• [本文]:
=-=-=

今回用いたイオン液体は、水への溶解が極めて遅いことが知られています。イオン液体は、疎水的なイオンを含んでいるため、水にエタノールを混合することで溶解過程が劇的に早くなると予想して実験を行いました。水・エタノール混合比を変化させたところ、溶解過程が早くなるだけではなく、2成分溶媒系特有の溶解過程を見出しました。溶けるか溶けないかの臨界点近傍において、界面付近での濃度揺らぎにより、自発的に穴が開く現象が今回の実験によって初めて確認できました。
このような自発的に変化する物質をアクティブマターとよび、ナノマシンやドラックデリバリーへの応用が期待されています。今回発見された現象は新しいタイプのアクティブマターであり、非平衡現象の学術的発展だけでなく、産業的な応用も期待されます。
■ 本研究成果は、5月10日付(英国時間)でRoyal Society of Chemistryが発行する英文誌Soft Matterに発表されました。本研究の一部は、学術振興会科学研究費補助金(基盤B No. 17H02945、挑戦的萌芽 No. 16K13865、若手B No. 17K14356)の支援を受けて行われました。
研究の背景
エタノールが水に溶けるような液体が液体溶媒に溶ける過程は、臨界点(注2)を境に変化します。臨界点より上では拡散的に溶け、下では界面付近で局所的に飽和状態になるため、界面を残したまま徐々に溶けます。このような溶解過程は、1成分の溶媒ではよく調べられていました。溶媒が2成分になると、臨界点は温度だけでなく、溶媒の成分比によって決まります。温度と異なり、溶媒の成分比は空間依存性があり、また、溶質との親和性が関わってくるため、2成分溶媒における溶解過程は複雑であることが予想されます。この2成分溶媒における溶解過程を調べた実験例は少なく、実験の行いやすいイオン液体を用いて、実験的研究を行いました。

=-=-=

• [提示項目]:
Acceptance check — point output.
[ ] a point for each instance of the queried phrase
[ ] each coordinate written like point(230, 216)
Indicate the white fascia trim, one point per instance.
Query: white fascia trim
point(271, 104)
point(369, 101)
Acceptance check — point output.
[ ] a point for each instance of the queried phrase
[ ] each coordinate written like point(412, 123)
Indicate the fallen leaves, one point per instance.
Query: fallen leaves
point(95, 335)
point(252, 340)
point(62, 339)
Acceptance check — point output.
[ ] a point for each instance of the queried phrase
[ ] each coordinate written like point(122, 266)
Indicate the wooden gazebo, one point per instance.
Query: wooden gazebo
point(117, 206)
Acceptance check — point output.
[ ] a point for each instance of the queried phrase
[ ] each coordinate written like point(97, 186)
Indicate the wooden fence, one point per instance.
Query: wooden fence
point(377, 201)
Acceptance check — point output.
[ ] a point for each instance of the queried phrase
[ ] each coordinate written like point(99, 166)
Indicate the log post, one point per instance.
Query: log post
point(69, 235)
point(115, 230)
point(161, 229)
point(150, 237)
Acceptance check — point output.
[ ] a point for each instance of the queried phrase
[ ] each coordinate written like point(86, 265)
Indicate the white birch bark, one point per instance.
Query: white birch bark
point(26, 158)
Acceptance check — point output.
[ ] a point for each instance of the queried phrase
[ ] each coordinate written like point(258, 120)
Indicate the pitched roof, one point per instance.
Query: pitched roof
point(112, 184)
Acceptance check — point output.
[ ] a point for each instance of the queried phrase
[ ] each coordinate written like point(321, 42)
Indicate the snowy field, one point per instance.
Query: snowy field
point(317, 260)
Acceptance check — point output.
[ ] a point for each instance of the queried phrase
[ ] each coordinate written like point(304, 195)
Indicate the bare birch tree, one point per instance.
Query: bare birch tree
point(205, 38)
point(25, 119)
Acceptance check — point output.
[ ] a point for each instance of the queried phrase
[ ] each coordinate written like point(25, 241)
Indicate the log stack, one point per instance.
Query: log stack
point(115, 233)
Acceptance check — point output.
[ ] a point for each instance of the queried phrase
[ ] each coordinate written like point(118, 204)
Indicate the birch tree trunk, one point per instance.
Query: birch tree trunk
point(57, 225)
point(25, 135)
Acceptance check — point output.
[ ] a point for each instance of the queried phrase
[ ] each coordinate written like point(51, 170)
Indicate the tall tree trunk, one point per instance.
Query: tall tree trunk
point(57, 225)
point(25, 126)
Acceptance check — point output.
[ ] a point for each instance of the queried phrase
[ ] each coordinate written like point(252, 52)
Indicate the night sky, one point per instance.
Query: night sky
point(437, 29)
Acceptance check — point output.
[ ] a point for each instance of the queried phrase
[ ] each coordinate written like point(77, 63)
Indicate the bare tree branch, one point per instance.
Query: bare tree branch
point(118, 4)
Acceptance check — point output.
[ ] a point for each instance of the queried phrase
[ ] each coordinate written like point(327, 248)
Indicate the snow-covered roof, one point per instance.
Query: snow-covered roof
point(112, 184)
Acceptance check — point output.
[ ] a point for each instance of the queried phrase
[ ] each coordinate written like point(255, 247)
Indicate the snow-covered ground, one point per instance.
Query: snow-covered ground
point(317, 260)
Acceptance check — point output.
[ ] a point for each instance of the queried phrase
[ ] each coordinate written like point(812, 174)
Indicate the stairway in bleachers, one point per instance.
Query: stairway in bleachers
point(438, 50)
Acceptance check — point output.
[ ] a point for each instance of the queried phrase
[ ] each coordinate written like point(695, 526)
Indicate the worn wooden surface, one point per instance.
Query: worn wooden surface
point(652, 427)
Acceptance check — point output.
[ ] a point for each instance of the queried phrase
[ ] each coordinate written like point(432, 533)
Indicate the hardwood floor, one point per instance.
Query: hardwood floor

=-=-=

• [課題]:
**a)** イオン液体の溶解についての文章によると、本研究成果はどの英文誌に発表されたか。
**b)** イオン液体の溶解についての文章の「今回用いたイオン液体は、水へ」から「て、実験的研究を行いました。」までをすべて書き出し、その際「アクティブマター」を「能動物質」に入れ替えよ。
**c)** イオン液体の溶解についての文章を、最後の文の後から書き継げ。

• [解答]:
**a)** Royal Society of Chemistryが発行する英文誌Soft Matterに発表された。

**b)**
今回用いたイオン液体は、水への溶解が極めて遅いことが知られています。イオン液体は、疎水的なイオンを含んでいるため、水にエタノールを混合することで溶解過程が劇的に早くなると予想して実験を行いました。水・エタノール混合比を変化させたところ、溶解過程が早くなるだけではなく、2成分溶媒系特有の溶解過程を見出しました。溶けるか溶けないかの臨界点近傍において、界面付近での濃度揺らぎにより、自発的に穴が開く現象が今回の実験によって初めて確認できました。
このような自発的に変化する物質を能動物質とよび、ナノマシンやドラックデリバリーへの応用が期待されています。今回発見された現象は新しいタイプの能動物質であり、非平衡現象の学術的発展だけでなく、産業的な応用も期待されます。
■ 本研究成果は、5月10日付(英国時間)でRoyal Society of Chemistryが発行する英文誌Soft Matterに発表されました。本研究の一部は、学術振興会科学研究費補助金(基盤B No. 17H02945、挑戦的萌芽 No. 16K13865、若手B No. 17K14356)の支援を受けて行われました。
研究の背景
エタノールが水に溶けるような液体が液体溶媒に溶ける過程は、臨界点(注2)を境に変化します。臨界点より上では拡散的に溶け、下では界面付近で局所的に飽和状態になるため、界面を残したまま徐々に溶けます。このような溶解過程は、1成分の溶媒ではよく調べられていました。溶媒が2成分になると、臨界点は温度だけでなく、溶媒の成分比によって決まります。温度と異なり、溶媒の成分比は空間依存性があり、また、溶質との親和性が関わってくるため、2成分溶媒における溶解過程は複雑であることが予想されます。この2成分溶媒における溶解過程を調べた実験例は少なく、実験の行いやすいイオン液体を用いて、実験的研究を行いました。

**c)**
研究の詳細
首都大学東京理学研究科物理学専攻の及川典子助教(当時。現:大阪府立大学准教授)、深川啓太(当時大学院生)、栗田玲准教授らの研究グループは、水・エタノール2成分溶媒にイオン液体を注入し、2成分溶媒への溶解過程を調べました。水・エタノールの混合比を変化させ溶解過程を調べたところ、1成分系のような界面を残したまま溶ける過程、拡散的に溶ける過程以外に、その2つの溶解過程の境目において、自発的に穴を開けながら(Active hole generation)溶解する過程を見つけました(図1)。
図1
(a) 臨界点のエタノール濃度と温度依存性:横点線は実験温度、DMIは界面を伴う溶解過程、DDは拡散的に溶解する過程を表している。DMIとDDの間にアクティブホール(AH)が生成される特異な溶解過程が存在する。
(b) アクティブホールが生成されるときの溶解過程のスナップショット:白い部分がイオン液体。穴が自発的に生じ、それが生成消滅したり、移動したりしながら、溶解していく。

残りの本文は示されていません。